Copy the lines of the data below word for word, starting at the line with "Can you see the deep" and ending at the line with "column 72, row 75". Include both of those lines.
::: Material for the task
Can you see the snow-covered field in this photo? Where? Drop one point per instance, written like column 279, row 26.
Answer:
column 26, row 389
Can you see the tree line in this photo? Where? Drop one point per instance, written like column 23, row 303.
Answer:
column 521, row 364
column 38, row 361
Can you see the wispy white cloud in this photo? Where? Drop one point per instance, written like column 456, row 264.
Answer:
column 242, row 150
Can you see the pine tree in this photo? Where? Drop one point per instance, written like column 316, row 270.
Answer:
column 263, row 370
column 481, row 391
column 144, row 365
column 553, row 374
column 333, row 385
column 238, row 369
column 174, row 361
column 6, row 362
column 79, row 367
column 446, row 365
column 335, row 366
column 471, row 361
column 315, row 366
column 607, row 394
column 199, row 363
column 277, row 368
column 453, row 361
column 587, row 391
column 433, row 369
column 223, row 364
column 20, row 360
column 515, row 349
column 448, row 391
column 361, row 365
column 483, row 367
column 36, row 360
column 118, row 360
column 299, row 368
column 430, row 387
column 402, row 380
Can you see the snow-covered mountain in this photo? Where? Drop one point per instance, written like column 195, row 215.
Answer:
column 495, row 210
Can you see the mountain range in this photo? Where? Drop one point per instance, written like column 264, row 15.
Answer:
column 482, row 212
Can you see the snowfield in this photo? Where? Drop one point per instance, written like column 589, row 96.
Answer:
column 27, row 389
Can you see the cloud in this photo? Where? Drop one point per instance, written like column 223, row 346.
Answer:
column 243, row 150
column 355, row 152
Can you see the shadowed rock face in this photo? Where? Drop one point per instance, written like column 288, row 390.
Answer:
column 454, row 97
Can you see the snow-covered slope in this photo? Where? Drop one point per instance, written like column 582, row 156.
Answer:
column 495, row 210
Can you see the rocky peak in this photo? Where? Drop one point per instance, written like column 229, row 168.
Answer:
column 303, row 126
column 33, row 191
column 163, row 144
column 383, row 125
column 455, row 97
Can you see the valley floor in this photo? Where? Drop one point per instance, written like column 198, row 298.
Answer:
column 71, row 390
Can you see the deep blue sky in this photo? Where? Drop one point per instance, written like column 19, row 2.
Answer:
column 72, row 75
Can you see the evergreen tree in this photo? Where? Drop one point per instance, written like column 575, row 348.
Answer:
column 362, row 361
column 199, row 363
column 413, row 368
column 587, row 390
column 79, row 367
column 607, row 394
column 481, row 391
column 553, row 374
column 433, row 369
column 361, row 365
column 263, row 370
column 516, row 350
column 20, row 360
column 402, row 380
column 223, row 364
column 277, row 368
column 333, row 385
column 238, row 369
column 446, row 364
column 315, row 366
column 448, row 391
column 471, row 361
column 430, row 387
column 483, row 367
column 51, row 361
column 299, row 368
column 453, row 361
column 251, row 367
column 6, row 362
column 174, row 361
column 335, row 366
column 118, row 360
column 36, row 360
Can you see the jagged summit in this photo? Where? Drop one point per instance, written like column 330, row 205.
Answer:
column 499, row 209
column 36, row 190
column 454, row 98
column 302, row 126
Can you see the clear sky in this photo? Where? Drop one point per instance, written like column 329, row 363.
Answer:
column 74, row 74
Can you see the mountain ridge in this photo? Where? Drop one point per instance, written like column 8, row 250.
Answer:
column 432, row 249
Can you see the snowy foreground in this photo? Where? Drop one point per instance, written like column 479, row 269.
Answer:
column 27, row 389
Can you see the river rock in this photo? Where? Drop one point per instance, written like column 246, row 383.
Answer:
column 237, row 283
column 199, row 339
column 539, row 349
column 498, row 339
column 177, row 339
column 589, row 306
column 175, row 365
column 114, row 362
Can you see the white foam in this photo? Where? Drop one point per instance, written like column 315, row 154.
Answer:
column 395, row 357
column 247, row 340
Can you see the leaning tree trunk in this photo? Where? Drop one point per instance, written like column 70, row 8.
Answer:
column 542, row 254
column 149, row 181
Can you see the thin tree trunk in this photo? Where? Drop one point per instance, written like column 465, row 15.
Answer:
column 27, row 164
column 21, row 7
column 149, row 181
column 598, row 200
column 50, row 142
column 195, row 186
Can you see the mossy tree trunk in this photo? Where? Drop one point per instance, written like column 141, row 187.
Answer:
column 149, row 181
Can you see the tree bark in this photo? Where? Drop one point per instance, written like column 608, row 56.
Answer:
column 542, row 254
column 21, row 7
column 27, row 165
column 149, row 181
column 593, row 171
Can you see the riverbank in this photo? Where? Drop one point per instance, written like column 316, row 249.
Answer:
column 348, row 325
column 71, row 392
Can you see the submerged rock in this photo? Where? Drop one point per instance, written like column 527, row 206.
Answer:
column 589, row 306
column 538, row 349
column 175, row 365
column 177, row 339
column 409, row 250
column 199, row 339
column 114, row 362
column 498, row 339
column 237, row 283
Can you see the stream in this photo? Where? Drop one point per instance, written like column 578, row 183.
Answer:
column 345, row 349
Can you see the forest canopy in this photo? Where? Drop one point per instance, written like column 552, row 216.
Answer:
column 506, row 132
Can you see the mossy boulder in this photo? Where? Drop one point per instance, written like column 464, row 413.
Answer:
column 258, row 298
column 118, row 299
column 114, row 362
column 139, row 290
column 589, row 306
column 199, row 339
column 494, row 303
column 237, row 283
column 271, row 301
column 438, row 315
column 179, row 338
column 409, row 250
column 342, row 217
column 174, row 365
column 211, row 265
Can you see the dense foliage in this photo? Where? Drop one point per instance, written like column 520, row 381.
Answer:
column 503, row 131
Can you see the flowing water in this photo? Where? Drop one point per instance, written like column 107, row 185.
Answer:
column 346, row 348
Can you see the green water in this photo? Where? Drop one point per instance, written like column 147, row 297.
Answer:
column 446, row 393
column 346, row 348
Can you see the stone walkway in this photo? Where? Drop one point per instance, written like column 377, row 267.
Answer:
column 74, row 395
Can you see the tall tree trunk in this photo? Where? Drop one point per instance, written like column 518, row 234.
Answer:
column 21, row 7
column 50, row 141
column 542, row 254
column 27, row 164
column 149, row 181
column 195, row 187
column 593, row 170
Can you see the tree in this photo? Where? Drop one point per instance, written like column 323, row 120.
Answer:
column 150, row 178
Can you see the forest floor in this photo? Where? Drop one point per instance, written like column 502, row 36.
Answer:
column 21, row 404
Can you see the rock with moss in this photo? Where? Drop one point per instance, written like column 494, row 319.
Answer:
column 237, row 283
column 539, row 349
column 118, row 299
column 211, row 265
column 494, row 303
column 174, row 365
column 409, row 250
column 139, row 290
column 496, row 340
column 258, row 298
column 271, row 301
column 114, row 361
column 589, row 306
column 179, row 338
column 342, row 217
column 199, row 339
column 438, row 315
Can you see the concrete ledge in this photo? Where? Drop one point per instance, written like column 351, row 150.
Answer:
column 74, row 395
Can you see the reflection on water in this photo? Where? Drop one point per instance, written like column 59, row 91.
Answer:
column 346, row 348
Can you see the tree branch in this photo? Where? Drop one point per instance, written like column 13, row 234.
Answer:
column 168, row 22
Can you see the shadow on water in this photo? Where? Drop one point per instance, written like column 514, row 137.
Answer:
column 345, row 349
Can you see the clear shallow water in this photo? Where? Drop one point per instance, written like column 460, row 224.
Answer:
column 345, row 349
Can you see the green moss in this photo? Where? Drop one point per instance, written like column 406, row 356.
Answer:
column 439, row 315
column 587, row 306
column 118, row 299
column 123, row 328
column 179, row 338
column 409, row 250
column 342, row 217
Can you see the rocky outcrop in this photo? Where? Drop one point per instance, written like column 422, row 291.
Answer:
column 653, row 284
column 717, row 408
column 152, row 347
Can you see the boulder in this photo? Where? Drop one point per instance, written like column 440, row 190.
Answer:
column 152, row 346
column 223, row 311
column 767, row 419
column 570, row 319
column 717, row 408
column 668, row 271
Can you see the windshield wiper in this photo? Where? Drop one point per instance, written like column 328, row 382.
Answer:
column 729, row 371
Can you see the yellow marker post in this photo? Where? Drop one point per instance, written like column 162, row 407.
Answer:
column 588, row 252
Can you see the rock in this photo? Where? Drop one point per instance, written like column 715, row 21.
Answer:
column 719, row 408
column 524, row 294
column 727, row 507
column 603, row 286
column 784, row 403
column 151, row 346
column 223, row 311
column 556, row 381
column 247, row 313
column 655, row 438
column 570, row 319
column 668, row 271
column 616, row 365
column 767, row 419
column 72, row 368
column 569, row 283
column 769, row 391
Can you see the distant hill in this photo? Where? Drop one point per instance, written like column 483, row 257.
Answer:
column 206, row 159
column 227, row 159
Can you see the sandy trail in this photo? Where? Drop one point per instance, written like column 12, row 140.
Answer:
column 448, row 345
::::::
### [Task output]
Can you see the deep blue sky in this photo? Where? Drop one point per instance, written like column 19, row 2.
Answer:
column 72, row 75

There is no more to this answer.